Exercise requirements> Copy out, word for word, the lines of the records starting at the line containing "of the paddle" and ending at the line containing "pixel 406 294".

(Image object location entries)
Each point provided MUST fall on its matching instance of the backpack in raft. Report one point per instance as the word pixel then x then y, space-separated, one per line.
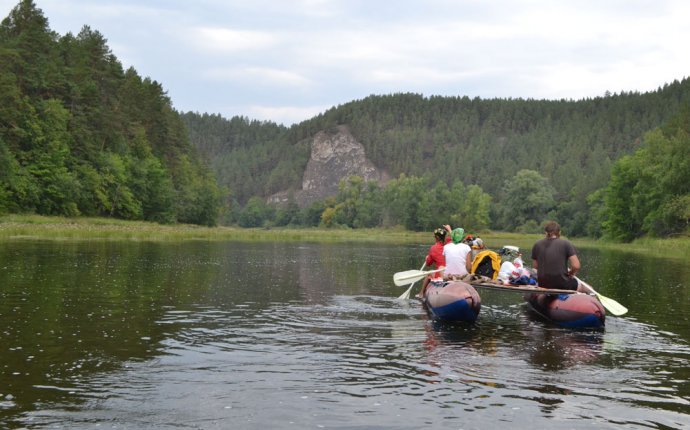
pixel 486 263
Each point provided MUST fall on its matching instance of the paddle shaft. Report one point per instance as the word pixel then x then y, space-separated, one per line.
pixel 406 294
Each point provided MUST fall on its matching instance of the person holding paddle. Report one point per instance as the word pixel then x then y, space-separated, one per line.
pixel 435 256
pixel 458 256
pixel 555 260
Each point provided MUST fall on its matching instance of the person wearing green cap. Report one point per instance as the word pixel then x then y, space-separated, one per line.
pixel 458 255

Full output>
Each point provided MUST fall on its matching instance of the paddle shaft. Report one point per instance as the word pixel then x then y, space-separated, one per line.
pixel 406 294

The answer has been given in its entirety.